Written problem:
Continue the mailing-list post about the apparent walsender bug in logical replication, picking up right after its last line.

Excerpted passage:
[prev in list] [next in list] [prev in thread] [next in thread] 

List:       postgresql-general
Subject:    Re: [HACKERS] Apparent walsender bug triggered by logical replication
From:       Tom Lane <tgl () sss ! pgh ! pa ! us>
Date:       2017-06-30 22:18:23
Message-ID: 30864.1498861103 () sss ! pgh ! pa ! us
[Download RAW message or body]

------- =_aaaaaaaaaa0
Content-Type: text/plain; charset="us-ascii"
Content-ID: <30730.1498860858.1@sss.pgh.pa.us>

I wrote:
> I've been poking into the src/test/subscription TAP tests, thinking
> that they seem a lot slower than they ought to be.  The first thing
> I came across was this bit in WaitForReplicationWorkerAttach():

>         /*
>          * We need timeout because we generally don't get notified via latch
>          * about the worker attach.

Given data:
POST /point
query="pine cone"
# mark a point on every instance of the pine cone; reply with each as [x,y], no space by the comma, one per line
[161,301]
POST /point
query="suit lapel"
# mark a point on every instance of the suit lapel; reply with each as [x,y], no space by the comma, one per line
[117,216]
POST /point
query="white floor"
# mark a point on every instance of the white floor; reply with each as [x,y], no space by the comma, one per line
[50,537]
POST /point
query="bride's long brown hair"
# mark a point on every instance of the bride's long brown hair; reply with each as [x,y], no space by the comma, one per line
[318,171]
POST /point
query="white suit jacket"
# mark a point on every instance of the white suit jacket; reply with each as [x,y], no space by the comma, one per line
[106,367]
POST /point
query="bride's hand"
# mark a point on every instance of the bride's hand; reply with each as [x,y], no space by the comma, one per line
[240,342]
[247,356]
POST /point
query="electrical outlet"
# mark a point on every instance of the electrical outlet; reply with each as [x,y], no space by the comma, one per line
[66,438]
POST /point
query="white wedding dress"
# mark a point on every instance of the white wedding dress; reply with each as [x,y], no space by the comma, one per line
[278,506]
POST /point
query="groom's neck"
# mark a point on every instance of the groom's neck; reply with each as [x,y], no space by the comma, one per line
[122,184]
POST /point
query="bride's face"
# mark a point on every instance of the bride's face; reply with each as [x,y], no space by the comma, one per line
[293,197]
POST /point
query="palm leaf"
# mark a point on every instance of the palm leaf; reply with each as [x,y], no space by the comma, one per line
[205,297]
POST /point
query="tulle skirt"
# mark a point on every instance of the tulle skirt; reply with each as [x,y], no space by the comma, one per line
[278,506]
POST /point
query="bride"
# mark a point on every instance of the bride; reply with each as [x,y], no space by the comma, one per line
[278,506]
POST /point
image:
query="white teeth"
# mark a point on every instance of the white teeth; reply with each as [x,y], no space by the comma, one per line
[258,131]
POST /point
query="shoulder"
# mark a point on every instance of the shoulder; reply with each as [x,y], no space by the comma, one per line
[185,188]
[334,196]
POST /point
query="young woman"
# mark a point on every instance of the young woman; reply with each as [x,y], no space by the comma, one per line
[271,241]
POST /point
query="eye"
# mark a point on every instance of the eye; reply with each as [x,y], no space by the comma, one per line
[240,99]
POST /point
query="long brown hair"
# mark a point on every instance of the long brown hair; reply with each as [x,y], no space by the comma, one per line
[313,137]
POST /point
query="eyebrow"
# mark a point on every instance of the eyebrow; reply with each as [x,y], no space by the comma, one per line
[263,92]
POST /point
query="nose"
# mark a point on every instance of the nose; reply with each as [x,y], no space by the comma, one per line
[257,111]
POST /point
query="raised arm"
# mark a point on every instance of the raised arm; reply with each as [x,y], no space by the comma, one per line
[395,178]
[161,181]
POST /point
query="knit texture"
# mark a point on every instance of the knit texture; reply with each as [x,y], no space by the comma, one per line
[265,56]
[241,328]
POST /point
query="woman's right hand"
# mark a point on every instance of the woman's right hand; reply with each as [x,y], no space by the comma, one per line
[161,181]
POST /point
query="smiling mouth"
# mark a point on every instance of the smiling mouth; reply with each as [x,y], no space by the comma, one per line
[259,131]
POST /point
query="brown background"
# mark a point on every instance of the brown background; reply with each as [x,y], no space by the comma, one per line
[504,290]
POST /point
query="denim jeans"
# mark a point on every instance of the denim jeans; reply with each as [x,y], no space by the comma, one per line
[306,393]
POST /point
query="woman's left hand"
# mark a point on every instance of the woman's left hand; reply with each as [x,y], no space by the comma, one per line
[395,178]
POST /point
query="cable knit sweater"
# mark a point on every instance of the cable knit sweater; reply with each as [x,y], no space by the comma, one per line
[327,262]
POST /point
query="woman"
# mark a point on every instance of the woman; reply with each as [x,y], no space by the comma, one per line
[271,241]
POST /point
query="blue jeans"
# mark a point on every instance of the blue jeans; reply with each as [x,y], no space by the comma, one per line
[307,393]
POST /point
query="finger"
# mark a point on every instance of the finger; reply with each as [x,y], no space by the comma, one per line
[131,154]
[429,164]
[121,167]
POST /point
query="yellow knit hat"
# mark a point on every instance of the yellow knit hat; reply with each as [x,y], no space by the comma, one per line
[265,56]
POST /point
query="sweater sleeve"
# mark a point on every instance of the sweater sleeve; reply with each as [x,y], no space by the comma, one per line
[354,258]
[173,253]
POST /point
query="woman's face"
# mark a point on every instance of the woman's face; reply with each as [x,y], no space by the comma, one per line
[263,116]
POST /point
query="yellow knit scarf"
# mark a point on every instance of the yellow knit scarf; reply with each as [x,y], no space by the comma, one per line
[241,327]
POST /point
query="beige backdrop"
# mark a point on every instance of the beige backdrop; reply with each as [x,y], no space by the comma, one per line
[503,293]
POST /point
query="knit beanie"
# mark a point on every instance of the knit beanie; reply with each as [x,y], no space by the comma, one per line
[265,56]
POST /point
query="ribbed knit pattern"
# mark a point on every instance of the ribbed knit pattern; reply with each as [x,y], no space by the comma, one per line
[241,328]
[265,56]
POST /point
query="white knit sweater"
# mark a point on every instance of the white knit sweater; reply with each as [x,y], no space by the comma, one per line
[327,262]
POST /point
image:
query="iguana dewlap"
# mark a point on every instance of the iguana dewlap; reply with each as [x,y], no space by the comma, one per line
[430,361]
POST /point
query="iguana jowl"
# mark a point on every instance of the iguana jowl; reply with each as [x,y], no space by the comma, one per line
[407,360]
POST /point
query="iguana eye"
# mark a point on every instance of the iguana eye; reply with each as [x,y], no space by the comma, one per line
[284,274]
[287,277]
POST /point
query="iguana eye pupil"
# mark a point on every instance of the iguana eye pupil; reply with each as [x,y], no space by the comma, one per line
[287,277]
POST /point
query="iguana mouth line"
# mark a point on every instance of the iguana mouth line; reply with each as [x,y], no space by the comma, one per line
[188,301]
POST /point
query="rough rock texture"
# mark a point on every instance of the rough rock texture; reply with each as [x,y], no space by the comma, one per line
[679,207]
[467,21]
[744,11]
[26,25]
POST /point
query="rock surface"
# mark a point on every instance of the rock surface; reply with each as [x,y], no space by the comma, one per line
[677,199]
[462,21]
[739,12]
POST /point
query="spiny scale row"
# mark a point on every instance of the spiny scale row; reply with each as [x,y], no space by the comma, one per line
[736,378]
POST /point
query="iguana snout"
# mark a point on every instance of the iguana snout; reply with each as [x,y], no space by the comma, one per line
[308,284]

Task response:
>          */
>         rc = WaitLatch(MyLatch,
>                        WL_LATCH_SET | WL_TIMEOUT | WL_POSTMASTER_DEATH,
>                        1000L, WAIT_EVENT_BGWORKER_STARTUP);

> Tracing showed that the worker is generally done attaching within two
> or three milliseconds of the request, making the 1000ms delay in this
> loop a rather serious killer of startup performance.  I think the right
> way to fix that is to arrange to have a signal sent back from the worker;
> but just to confirm that this *is* a bottleneck, I tried cutting the
> timeout way back.

I found that logicalrep_worker_stop() has pretty much the identical issue:
it needs to wait for a worker to attach or detach, and it isn't going
to get a latch event for that, and it's using 1-second wait quanta for
events that can be expected to occur within milliseconds.

I still think that the "right" fix would involve adding a way to get
a latch signal for attach/detach, but after some investigation it seemed
like a less-than-trivial change.  Since we could do without risky changes
post-beta, I propose that we just reduce these wait parameters to 10ms,
as in the first attached patch.  It may not ever be worth working harder
than that, since these waits only occur when starting/stopping/changing
logical replication.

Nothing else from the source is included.